Copy out all the records exactly.

--- BEGIN ---

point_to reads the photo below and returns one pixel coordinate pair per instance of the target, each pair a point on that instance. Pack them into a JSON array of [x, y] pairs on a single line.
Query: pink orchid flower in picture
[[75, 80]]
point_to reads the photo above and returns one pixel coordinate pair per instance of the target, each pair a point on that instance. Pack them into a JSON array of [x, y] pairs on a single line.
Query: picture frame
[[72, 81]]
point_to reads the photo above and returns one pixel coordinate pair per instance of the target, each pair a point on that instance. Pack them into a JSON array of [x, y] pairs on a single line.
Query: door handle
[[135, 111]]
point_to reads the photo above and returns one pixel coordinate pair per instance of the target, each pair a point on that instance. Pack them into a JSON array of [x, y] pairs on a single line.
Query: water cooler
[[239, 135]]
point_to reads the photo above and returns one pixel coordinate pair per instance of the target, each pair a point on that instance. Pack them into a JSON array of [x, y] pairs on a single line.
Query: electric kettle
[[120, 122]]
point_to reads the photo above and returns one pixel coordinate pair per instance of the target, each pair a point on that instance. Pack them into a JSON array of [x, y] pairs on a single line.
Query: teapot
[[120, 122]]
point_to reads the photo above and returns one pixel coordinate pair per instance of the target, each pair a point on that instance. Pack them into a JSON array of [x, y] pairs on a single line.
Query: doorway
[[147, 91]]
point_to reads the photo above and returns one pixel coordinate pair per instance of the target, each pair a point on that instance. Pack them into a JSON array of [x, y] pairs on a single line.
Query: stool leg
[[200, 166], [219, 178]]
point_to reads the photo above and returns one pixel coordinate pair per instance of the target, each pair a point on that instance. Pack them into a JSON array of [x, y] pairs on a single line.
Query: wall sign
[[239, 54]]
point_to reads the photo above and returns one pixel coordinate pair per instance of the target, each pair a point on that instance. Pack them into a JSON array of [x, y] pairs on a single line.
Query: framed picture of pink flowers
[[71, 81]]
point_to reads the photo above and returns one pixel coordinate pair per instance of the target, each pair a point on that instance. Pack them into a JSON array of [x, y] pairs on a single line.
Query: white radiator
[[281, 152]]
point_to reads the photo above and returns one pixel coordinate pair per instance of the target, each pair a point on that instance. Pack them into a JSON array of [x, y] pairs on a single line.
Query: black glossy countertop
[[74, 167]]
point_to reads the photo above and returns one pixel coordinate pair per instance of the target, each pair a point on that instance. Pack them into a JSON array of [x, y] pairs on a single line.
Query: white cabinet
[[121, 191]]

--- END ---

* [Answer to the exercise]:
point_to reads the photo below and returns one pixel coordinate pair per instance of the target, each pair a point on that instance. Pack them into a JSON array of [x, y] pairs on a single line.
Query: pink orchid flower in picture
[[75, 80]]
point_to reads the photo above and returns one pixel coordinate pair per instance of the target, each pair a point on that instance. Pack them into a JSON array of [x, y] pairs on a single line.
Query: picture frame
[[72, 81]]
point_to reads the photo above and returns one pixel coordinate pair per instance of the target, each pair a point on that instance. Pack them into a JSON array of [x, y] pairs on a single line.
Query: door handle
[[135, 111]]
point_to reads the photo above and returns one pixel coordinate pair per instance of the target, each pair a point on that instance. Pack them into a JSON array of [x, y] pairs on a single line.
Query: water cooler
[[239, 135]]
point_to reads the photo above and returns one pixel coordinate pair per instance of the target, each pair a point on that instance. Pack them into a JSON array of [x, y] pairs on a single line.
Query: electric kettle
[[120, 122]]
point_to reads the photo above and returns one pixel coordinate pair per instance of the target, each pair a point on that instance. Pack them into a JSON array of [x, y] pairs on a single line.
Query: teapot
[[120, 122]]
point_to reads the photo above and returns one pixel coordinate pair per instance of the target, each pair a point on that instance. Pack them into a JSON array of [x, y] pairs on a single line.
Query: doorway
[[147, 91]]
point_to reads the photo above and returns one pixel coordinate pair per instance of the target, each pair a point on that instance. Pack them into a JSON array of [x, y] pairs on a single line.
Query: stool leg
[[200, 166], [219, 178]]
point_to reads the photo above and returns one pixel coordinate pair per instance of the target, each pair a point on that instance. Pack them into a JSON array of [x, y] pairs on a single line.
Query: wall sign
[[239, 54]]
point_to reads the photo above and returns one pixel coordinate pair per instance of the target, each pair a point on that instance. Pack them into a JSON array of [x, y] pairs on a single line.
Query: framed picture of pink flowers
[[71, 81]]
point_to reads the photo above and returns one pixel coordinate pair per instance of the target, each pair a point on that instance. Pack them into a JSON array of [x, y] pairs on a single line.
Query: white radiator
[[281, 152]]
point_to reads the photo above and returns one pixel coordinate pair per instance of the target, each pair a point on that instance. Pack them into a JSON array of [x, y] pairs on a single line.
Query: black glossy countertop
[[74, 167]]
point_to reads the photo above and returns one pixel coordinate pair per instance of the target, each pair a point on that instance. Pack them into a JSON array of [x, y] pairs on a single line.
Query: white cabinet
[[121, 191]]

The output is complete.